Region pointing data
►

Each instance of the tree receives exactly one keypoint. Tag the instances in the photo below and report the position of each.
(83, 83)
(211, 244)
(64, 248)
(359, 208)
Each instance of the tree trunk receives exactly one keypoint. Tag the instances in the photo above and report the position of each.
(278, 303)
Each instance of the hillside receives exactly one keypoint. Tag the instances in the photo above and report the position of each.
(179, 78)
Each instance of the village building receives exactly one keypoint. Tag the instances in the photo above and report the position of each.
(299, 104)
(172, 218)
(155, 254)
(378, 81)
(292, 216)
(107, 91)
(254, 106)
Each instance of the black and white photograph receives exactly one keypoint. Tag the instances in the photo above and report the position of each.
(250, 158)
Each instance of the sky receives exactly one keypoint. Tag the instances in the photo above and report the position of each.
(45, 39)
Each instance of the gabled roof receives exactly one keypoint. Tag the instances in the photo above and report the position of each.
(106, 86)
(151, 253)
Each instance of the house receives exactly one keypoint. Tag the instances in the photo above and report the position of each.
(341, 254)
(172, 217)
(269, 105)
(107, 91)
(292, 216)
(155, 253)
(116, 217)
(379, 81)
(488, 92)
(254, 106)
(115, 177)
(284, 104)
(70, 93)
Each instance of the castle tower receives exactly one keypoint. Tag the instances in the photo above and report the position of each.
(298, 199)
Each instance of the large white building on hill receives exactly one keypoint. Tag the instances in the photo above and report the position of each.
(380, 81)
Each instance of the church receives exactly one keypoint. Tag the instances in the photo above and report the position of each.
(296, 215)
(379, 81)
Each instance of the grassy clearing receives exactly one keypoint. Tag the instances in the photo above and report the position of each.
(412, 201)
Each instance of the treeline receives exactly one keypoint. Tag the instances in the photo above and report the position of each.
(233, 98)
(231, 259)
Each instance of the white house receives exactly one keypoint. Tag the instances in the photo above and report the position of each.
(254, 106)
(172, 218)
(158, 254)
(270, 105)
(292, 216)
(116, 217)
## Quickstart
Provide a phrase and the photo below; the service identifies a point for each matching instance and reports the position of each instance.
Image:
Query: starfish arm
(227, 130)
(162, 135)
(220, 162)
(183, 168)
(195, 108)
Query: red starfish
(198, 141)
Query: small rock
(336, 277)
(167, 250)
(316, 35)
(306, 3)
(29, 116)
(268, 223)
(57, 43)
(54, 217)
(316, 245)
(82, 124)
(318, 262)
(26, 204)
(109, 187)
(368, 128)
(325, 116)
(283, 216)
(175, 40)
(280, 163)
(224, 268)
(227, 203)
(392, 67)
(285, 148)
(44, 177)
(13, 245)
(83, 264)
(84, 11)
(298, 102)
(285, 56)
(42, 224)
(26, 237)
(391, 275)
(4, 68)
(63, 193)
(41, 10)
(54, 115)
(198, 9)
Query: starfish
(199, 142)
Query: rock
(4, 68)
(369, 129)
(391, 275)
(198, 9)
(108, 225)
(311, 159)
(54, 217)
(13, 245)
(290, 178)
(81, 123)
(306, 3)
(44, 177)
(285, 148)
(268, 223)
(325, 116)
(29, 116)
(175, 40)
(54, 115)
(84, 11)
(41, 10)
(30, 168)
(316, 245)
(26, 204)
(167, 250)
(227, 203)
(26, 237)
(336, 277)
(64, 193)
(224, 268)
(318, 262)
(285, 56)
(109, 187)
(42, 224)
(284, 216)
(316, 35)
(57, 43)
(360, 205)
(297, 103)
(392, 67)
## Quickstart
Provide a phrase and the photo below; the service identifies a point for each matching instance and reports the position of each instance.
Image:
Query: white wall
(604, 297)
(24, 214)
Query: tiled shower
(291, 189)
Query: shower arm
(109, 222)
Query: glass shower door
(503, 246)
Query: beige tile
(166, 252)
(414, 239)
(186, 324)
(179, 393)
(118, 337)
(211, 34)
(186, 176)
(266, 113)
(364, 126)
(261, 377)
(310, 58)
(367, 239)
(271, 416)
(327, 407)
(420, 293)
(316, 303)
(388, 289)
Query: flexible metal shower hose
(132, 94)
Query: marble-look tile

◄
►

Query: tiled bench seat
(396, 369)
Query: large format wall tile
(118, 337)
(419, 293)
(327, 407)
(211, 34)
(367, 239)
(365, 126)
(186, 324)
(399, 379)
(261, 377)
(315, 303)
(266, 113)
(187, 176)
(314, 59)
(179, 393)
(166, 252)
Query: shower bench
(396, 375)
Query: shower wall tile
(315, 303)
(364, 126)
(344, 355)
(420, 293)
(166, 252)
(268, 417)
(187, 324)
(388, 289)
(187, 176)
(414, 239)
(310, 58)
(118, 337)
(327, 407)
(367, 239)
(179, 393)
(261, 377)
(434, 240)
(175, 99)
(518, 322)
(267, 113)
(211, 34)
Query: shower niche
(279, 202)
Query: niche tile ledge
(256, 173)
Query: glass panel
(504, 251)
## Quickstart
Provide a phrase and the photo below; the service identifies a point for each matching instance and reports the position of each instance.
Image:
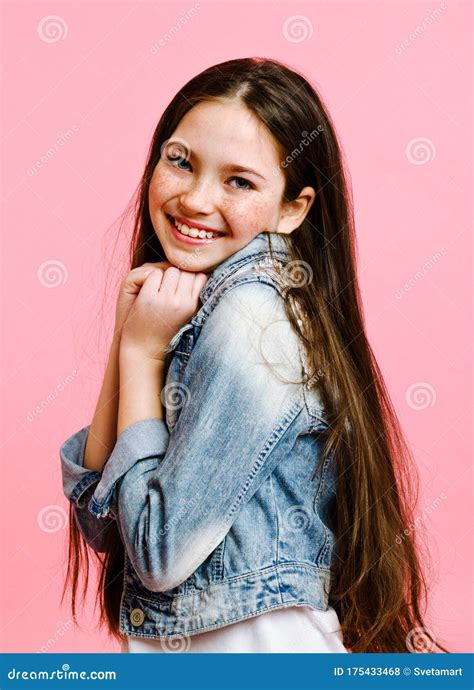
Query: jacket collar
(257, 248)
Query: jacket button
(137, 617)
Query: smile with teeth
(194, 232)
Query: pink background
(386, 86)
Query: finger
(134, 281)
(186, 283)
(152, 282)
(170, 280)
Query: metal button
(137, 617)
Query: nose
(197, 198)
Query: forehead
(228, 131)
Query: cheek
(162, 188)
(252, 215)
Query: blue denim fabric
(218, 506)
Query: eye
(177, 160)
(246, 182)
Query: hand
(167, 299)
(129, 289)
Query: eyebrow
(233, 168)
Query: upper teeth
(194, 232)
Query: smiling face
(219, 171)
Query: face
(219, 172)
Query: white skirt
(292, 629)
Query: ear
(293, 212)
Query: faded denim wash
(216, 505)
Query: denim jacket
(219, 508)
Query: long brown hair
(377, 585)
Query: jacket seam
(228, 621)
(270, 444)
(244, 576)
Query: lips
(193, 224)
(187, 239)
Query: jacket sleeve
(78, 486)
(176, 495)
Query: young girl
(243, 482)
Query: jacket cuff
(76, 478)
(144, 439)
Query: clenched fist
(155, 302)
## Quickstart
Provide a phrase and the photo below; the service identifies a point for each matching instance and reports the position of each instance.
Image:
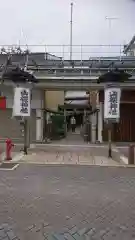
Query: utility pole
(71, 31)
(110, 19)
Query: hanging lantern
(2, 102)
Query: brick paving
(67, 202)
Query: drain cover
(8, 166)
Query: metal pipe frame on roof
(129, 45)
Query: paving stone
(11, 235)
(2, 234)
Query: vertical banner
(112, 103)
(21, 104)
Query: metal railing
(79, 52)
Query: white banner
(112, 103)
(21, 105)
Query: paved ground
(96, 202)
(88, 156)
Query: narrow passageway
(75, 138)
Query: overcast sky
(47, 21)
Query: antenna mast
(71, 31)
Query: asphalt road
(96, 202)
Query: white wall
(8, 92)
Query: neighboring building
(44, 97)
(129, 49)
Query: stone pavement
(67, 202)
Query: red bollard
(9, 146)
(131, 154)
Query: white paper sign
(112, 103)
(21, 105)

◄

Restate word for word the lines of the data above, starting at the line containing "Query: beige tile" and ending at the line containing "Query: marble-look tile", both included, and nothing more.

Query: beige tile
(166, 252)
(414, 239)
(186, 324)
(179, 393)
(118, 337)
(211, 34)
(186, 176)
(266, 113)
(364, 126)
(261, 377)
(310, 58)
(367, 239)
(271, 416)
(327, 407)
(420, 293)
(316, 303)
(388, 289)
Query: flexible metal shower hose
(132, 94)
Query: marble-look tile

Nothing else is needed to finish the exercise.